EXTRACTED TEXT:
[start]
Genderless Voice Names
Nicknames have been provided for each genderless voice to help with distinguishing them from the names of their base Polly voices.
Four Alexa Voices- ASK/CLI and Skill Building Platforms
The SSML tags used are Voice, Lang, and Prosody (Pitch, Rate and Volume).
Three Prosody tags are combined into one larger tag to minimize nesting of SSML tags. Example opening and closing tags:
<prosody pitch="-27%" rate="95%" volume="+0dB">
</prosody>
A parameter for volume is included as you may need to adjust a voice’s volume relative to other voices and sound effects.
SSML tags which are not included are Emphasis and Whispering, however these are worth working with when refining or designing new voices.
1. Jordan
Base Voice: English, US: Joanna, Female
Opening and closing SSML Tags:
<voice name="Joanna"><lang xml:lang="en-US"><prosody pitch="-27%"
rate="95%" volume="+0dB">
</prosody></lang></voice>
If you are working with ASK/CLI, you may need opening and closing speak tags to wrap around everything. Skill builders such as Voiceflow usually don’t require Developers to include them, as they are added behind the scenes by the UI. If you need them, the Speak tags are as follows:
<speak>
</speak>
When testing voices, the Alexa Developer Console (ADC) Voice & Tone Simulator works pretty well. If you are not familiar with it, here is a tutorial:
How to Enhance Alexa with SSML using the Voice and Tone Simulator
This is what the the SSML tags for Jordan looks like in the Voice & Tone Simulator:
The red bubbles highlight that we are in the ADC Test section, with Voice & Tone selected. The SSML tags and text we are working with are in the window, and towards the bottom we can see we are working with the English (US) Language/region.
[end]
INFORMATION SUPPLIED:
[start]
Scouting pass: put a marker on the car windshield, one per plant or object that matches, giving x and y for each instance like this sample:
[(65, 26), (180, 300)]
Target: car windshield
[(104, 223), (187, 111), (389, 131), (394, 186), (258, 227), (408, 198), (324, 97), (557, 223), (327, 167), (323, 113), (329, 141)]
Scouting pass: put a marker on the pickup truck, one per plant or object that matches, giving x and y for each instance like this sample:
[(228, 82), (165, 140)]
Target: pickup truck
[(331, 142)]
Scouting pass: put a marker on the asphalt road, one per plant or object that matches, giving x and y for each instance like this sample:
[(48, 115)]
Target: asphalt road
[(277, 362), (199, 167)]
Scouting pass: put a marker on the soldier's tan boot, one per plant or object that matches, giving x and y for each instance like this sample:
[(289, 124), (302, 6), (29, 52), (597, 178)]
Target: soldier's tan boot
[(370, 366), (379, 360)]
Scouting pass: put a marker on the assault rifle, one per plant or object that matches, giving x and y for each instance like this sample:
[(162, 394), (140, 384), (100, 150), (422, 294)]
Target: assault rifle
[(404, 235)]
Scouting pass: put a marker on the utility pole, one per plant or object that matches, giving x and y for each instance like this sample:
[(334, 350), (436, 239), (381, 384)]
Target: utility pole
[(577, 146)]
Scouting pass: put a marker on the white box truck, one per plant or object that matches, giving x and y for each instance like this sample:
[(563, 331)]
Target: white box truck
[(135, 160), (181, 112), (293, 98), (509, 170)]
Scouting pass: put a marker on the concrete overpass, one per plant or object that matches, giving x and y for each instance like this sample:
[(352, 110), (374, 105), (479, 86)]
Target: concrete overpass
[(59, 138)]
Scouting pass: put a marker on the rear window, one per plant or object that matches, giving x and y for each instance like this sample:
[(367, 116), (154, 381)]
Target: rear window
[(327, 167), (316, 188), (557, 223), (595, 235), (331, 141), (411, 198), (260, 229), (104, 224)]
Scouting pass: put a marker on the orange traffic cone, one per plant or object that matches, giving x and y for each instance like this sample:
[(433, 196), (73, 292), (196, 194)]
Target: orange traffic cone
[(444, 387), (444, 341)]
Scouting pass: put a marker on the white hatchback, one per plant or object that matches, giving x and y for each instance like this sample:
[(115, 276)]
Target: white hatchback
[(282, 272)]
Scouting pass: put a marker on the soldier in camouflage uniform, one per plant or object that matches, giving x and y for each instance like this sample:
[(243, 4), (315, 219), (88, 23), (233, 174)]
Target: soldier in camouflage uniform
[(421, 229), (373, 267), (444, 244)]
[end]
THE REQUEST: In the text on genderless Alexa voices, why does the prosody tag include a volume parameter? Explain in one to three sentences.

THE RESPONSE: The volume parameter is included because you may need to adjust a voice's volume relative to other voices and sound effects.